(Segmentation mask data entries)
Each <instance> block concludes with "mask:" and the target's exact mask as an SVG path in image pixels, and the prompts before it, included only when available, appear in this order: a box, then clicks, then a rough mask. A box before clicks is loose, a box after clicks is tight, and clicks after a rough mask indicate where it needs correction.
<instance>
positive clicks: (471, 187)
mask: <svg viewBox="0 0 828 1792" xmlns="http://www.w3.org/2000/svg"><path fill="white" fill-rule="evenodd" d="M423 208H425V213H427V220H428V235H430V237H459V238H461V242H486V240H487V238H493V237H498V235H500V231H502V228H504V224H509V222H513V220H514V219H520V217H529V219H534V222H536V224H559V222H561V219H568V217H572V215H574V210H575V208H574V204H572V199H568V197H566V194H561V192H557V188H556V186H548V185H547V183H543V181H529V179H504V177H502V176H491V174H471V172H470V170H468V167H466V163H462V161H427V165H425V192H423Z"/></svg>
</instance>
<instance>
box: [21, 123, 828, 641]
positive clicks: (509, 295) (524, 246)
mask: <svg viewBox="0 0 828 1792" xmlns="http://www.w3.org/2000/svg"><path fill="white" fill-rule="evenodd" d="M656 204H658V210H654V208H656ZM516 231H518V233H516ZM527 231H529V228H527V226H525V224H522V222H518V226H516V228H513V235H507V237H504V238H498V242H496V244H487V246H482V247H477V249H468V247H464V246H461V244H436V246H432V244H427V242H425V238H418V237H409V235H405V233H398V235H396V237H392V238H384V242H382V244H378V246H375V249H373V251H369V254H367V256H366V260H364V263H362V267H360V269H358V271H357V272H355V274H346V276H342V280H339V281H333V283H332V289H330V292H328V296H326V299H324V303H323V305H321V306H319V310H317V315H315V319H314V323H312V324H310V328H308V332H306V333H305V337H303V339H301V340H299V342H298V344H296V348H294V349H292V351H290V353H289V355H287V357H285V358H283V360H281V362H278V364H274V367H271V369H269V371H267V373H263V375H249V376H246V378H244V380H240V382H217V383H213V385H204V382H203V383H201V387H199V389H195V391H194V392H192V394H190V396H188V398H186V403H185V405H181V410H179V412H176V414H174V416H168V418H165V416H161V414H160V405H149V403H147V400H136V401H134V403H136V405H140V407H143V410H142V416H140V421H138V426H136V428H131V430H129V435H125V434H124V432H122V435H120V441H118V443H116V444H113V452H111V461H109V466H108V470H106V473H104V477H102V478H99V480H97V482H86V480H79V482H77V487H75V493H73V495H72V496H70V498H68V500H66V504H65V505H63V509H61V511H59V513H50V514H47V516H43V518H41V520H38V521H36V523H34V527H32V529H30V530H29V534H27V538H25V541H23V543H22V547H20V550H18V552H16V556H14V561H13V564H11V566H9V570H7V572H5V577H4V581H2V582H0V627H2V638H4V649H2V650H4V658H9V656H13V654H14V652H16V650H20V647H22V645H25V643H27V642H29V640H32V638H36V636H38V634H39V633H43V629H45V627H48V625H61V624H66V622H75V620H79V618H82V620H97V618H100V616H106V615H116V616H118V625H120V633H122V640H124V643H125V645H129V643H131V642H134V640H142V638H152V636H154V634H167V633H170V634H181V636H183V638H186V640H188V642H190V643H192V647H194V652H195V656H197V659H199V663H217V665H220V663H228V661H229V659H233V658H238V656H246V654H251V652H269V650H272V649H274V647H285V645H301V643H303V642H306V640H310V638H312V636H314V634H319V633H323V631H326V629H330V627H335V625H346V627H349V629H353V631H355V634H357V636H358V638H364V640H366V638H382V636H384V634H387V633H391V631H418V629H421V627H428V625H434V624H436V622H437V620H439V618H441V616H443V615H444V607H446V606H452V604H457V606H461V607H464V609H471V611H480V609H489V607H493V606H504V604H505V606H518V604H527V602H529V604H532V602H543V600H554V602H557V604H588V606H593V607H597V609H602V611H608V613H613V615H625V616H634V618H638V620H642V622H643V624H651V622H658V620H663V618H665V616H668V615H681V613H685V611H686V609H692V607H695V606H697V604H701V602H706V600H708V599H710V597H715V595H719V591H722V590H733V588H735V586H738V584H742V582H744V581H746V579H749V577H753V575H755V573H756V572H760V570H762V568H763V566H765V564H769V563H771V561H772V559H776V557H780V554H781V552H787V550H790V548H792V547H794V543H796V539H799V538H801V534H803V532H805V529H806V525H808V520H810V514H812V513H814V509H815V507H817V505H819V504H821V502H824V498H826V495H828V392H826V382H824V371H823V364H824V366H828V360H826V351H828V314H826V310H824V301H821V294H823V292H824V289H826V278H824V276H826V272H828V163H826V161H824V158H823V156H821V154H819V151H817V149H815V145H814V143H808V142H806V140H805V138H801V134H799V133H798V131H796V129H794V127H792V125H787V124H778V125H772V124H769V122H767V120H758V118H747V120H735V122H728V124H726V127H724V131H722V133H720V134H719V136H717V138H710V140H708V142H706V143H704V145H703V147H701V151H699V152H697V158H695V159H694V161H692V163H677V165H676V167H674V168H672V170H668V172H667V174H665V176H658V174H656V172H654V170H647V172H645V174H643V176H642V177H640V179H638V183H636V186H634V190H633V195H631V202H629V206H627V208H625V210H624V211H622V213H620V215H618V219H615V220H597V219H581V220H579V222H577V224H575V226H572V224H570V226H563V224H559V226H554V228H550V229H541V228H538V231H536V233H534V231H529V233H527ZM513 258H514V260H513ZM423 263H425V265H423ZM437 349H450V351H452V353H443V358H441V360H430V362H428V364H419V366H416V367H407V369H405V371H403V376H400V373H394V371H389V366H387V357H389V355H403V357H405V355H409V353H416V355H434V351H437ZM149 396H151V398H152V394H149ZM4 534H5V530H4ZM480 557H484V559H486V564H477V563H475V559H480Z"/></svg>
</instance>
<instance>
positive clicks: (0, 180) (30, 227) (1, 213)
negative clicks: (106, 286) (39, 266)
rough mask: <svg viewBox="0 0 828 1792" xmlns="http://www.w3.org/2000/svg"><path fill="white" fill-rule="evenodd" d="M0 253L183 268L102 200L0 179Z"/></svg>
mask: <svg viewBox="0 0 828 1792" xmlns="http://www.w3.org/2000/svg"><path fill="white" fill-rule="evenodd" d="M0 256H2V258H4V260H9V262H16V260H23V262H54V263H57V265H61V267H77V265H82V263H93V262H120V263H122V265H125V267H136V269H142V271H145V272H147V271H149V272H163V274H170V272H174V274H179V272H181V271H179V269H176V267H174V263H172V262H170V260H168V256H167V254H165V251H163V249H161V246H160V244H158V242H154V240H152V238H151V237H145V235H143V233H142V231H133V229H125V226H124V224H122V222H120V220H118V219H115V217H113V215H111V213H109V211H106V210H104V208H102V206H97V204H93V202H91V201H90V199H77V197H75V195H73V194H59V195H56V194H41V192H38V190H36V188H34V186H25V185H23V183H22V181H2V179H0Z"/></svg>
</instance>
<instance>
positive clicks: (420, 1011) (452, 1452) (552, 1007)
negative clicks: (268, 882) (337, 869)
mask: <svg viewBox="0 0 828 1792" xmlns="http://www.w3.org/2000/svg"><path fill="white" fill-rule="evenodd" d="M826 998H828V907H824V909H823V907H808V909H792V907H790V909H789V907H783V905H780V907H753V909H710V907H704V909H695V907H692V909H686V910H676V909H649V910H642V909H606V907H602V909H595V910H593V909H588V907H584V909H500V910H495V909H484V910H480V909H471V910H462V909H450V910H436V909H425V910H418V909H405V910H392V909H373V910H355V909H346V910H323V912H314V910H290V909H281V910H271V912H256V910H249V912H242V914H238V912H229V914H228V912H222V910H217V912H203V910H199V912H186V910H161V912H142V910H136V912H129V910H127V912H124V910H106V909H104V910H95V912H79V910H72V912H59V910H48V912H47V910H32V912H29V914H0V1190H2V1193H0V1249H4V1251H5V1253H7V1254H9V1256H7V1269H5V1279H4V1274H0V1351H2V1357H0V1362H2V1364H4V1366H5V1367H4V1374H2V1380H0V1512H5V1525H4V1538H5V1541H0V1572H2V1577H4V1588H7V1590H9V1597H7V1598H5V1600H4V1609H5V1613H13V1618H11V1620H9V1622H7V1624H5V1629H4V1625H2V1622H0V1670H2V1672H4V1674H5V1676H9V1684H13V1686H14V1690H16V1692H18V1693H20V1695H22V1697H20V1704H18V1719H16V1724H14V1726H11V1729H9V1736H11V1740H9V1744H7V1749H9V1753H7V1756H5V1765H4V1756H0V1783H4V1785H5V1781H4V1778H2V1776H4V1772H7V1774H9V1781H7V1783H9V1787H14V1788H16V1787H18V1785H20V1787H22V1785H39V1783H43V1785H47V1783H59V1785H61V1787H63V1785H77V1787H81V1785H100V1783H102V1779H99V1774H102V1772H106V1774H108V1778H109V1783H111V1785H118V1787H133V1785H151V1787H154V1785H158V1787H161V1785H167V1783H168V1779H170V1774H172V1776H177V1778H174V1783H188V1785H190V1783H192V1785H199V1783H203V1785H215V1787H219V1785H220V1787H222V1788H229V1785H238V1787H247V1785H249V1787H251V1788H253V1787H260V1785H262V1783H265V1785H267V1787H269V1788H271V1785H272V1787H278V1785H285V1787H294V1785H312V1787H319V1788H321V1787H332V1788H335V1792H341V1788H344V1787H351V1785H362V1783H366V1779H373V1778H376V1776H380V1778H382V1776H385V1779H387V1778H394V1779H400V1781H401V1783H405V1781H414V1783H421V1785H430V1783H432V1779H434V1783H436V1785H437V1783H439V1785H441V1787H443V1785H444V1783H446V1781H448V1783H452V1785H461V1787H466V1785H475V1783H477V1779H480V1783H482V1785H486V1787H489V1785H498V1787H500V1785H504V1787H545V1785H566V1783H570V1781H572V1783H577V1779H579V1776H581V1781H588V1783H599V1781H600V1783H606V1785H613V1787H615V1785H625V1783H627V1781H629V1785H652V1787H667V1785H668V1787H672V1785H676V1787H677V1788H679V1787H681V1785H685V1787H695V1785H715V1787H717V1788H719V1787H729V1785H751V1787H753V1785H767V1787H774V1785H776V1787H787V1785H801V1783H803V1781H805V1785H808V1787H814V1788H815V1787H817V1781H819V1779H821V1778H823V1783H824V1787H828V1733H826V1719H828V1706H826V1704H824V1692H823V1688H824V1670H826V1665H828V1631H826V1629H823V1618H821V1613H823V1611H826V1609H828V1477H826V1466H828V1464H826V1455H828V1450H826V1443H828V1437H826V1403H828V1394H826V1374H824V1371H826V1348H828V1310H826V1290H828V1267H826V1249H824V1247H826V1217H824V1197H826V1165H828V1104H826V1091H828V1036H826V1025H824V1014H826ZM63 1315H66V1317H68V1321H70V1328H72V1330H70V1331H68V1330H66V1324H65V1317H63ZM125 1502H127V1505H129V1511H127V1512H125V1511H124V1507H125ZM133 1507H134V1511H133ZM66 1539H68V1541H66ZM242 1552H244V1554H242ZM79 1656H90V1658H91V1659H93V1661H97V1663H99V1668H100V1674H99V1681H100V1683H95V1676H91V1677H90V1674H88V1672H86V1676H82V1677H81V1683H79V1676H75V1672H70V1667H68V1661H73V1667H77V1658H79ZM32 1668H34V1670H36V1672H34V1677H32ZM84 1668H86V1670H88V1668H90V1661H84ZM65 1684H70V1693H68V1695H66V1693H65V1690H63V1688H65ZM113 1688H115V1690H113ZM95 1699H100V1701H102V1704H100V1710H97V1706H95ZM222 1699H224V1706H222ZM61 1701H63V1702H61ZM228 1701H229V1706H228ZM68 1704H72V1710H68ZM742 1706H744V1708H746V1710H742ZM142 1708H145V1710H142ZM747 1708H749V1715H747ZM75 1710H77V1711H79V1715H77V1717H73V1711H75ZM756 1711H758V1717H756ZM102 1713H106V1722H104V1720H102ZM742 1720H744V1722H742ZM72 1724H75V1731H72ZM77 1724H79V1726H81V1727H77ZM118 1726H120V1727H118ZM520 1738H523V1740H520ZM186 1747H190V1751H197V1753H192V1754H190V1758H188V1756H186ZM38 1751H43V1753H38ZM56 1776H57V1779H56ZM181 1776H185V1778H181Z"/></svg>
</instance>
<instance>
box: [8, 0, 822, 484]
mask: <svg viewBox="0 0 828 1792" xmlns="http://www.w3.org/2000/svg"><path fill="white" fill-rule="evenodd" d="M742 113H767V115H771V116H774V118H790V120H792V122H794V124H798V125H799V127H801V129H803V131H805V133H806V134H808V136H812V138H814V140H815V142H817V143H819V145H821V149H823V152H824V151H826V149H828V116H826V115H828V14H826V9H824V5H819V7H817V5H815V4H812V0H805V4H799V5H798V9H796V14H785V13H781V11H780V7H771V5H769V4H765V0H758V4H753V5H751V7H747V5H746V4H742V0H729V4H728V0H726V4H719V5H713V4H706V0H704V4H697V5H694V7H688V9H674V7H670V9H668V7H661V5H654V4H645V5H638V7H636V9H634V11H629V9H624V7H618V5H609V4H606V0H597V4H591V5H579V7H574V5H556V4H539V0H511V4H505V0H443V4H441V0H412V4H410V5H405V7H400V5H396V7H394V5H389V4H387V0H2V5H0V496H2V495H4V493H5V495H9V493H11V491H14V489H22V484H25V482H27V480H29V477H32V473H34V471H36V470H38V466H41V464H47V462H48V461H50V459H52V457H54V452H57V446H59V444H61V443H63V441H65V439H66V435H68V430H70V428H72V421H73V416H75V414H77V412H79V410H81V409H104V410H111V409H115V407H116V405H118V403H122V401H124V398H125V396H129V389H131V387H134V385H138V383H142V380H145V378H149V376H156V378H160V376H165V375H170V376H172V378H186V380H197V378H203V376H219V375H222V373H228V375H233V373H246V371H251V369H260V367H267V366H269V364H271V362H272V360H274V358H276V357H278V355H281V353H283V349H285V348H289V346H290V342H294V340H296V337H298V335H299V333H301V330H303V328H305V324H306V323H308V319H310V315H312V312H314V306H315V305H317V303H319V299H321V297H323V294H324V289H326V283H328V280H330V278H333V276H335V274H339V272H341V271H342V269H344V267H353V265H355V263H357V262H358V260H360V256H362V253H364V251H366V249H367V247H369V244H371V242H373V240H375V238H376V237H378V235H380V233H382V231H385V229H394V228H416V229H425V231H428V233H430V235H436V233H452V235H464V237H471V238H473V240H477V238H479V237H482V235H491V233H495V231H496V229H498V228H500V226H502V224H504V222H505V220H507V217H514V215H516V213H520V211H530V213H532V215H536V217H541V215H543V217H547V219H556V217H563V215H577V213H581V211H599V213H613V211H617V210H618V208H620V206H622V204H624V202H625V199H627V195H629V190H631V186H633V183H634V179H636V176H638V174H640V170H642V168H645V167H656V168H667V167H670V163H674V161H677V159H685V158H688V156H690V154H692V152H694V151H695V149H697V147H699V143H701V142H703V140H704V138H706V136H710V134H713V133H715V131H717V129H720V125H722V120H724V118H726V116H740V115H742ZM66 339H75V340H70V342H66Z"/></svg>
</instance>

## REQUIRED WORK
Format the lines from the start of the entries through the line containing "positive clicks: (509, 295) (524, 246)", inclusive, as a JSON list of strings with one string per line and blank lines omitted.

## REPLY TO THE TASK
[
  "Each <instance> block concludes with \"mask:\" and the target's exact mask as an SVG path in image pixels, and the prompts before it, included only when available, appear in this order: a box, then clicks, then a rough mask. A box before clicks is loose, a box after clicks is tight, and clicks after a rough mask indicate where it needs correction.",
  "<instance>",
  "positive clicks: (471, 187)",
  "mask: <svg viewBox=\"0 0 828 1792\" xmlns=\"http://www.w3.org/2000/svg\"><path fill=\"white\" fill-rule=\"evenodd\" d=\"M423 208H425V213H427V220H428V235H430V237H459V238H461V242H486V240H487V238H493V237H498V235H500V231H502V228H504V224H509V222H513V220H514V219H520V217H529V219H534V222H536V224H559V222H561V219H568V217H572V215H574V210H575V208H574V204H572V199H568V197H566V194H561V192H557V188H556V186H548V185H547V183H543V181H529V179H504V177H502V176H491V174H471V172H470V170H468V167H466V163H462V161H427V165H425V192H423Z\"/></svg>",
  "</instance>",
  "<instance>",
  "box: [21, 123, 828, 641]",
  "positive clicks: (509, 295) (524, 246)"
]